* _Text shown_:
This code is part of a working paper focused on resampling strategies for categorical data. The premise is that the defacto industry standards of majority rule and nearest neighbor give rise to competing objectives with respect to preserving map structure and map level class proportions.
You can install the development version from GitHub with:
# install.packages("devtools")
devtools::install_github("mikejohnson51/resample")
To define a minimal example:
- Lets load our spatial/visualization packages,
- Read in the 30 meter resolution, 2016 CONUS National Land Cover Dataset
- Define an area of interest (AOI) around Colorado Springs, and re-project
- and crop the NLCD to this boundary
library(resample)
library(raster)
library(sf)
library(ggplot2)
# Start with a native high resolution dataset
nlcd = brick(nlcd_conus_path)

* _Exercise_:
Continue the walkthrough for the resample package on categorical data, starting after the line "nlcd = brick(nlcd_conus_path)".

* _Supplied data_:

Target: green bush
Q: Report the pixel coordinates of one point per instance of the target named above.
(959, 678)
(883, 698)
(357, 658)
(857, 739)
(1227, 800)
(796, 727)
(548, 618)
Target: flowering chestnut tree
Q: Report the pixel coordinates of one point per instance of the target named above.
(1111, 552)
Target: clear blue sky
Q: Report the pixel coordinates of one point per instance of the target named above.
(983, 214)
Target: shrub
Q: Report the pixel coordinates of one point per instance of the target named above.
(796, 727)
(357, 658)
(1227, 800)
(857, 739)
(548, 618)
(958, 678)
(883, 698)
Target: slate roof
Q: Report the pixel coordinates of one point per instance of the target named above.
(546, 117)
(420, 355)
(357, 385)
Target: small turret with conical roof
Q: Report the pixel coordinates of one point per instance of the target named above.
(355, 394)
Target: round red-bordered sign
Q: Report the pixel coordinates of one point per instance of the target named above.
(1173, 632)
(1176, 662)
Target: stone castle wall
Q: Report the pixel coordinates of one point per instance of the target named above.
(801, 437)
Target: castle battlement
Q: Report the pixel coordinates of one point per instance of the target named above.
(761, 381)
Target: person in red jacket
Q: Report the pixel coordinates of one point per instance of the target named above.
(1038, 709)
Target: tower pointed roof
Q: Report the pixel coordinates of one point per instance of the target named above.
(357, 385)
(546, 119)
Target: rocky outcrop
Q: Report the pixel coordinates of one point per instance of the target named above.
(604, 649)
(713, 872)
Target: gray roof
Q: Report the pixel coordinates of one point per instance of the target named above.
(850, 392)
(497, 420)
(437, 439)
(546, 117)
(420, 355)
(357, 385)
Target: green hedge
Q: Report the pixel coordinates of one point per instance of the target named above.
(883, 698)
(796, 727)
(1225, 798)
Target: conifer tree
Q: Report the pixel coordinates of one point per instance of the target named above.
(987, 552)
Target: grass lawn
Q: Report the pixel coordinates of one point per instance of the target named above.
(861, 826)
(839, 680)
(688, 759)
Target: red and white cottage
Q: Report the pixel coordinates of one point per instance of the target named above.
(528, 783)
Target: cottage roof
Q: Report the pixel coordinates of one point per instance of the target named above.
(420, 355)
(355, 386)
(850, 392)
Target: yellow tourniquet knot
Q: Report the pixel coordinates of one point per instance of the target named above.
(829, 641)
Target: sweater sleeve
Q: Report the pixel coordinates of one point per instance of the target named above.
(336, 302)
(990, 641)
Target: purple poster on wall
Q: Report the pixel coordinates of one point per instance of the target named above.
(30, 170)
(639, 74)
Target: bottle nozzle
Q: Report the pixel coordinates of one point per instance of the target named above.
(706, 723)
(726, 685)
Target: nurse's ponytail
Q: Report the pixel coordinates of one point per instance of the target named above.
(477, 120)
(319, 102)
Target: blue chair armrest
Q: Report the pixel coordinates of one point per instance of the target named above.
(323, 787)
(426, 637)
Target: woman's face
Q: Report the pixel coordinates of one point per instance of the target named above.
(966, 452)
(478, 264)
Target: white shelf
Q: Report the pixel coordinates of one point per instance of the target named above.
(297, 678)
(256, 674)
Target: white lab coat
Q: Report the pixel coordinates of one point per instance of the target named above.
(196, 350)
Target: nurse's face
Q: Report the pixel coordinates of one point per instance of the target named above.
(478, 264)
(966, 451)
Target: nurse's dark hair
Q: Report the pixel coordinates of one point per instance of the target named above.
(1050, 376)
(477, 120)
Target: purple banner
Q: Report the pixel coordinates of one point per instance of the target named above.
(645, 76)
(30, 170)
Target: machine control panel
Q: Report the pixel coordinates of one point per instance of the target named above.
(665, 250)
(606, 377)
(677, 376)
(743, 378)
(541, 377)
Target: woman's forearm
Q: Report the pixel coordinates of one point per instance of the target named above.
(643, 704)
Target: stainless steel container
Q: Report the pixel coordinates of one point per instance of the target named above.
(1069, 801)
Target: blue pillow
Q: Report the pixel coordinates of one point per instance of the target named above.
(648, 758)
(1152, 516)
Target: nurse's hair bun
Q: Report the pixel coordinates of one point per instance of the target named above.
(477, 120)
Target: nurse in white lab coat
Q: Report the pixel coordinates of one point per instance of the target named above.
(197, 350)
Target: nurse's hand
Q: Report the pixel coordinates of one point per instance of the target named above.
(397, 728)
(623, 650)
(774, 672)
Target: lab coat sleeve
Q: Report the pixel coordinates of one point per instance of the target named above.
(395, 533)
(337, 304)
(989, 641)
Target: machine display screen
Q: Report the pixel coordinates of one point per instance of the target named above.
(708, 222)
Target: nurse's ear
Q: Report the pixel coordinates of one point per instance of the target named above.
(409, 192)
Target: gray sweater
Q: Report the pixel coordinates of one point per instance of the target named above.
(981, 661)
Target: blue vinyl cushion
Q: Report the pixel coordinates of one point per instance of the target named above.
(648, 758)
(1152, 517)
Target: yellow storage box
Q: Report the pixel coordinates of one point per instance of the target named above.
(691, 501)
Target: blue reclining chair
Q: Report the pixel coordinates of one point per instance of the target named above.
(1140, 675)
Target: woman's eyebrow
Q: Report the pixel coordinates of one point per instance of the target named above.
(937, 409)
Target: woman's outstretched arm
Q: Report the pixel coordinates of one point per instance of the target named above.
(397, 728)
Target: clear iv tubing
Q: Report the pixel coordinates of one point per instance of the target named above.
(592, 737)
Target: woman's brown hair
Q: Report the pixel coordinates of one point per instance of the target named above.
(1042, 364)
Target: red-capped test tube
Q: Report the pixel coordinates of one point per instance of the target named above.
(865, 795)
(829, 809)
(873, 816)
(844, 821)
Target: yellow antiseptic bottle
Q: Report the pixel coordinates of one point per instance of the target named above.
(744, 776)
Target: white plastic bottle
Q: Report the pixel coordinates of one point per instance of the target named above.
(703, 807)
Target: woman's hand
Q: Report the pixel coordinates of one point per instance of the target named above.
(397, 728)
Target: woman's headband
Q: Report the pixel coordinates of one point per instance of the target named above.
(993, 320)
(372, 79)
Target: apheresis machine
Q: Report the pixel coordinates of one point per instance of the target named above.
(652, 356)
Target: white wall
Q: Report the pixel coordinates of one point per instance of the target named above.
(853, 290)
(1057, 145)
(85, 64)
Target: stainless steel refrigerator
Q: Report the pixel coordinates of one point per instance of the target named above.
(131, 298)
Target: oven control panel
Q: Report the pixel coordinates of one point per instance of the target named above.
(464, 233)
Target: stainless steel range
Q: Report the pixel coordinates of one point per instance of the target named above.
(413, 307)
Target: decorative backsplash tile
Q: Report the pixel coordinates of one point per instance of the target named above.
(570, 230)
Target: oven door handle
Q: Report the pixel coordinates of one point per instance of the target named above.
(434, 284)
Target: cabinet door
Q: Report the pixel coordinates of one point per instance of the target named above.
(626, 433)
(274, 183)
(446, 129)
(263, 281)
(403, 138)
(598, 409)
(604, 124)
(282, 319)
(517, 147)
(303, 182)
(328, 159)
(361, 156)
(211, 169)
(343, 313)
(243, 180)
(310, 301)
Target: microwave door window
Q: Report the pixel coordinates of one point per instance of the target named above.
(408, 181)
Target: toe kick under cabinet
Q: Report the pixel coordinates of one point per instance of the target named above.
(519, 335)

* _Response to this task_:
# Define an Area of Interest and transform to NLCD CRS
AOI = AOI::aoi_get(list("Colorado Springs", 21, 21), km = TRUE) %>%
st_transform(nlcd@crs)
input = crop(nlcd, AOI, snap = "out")
Three resampling techniques are highlighted which include nearest
neighbor, majority rule and a new method that seeks to preserve both
areal proportions and map structure. Nearest neighbor and majority rule
utilize GDAL near
and mode
resampling.
For each method, an input raster and desired cell size must be provided.
This is the same principle as the -tr
flag found in GDAL utilities.
Cell size units are given with respect to the input CRS. In our example
this is meters (see below).
st_crs(input)$units
#> [1] "m"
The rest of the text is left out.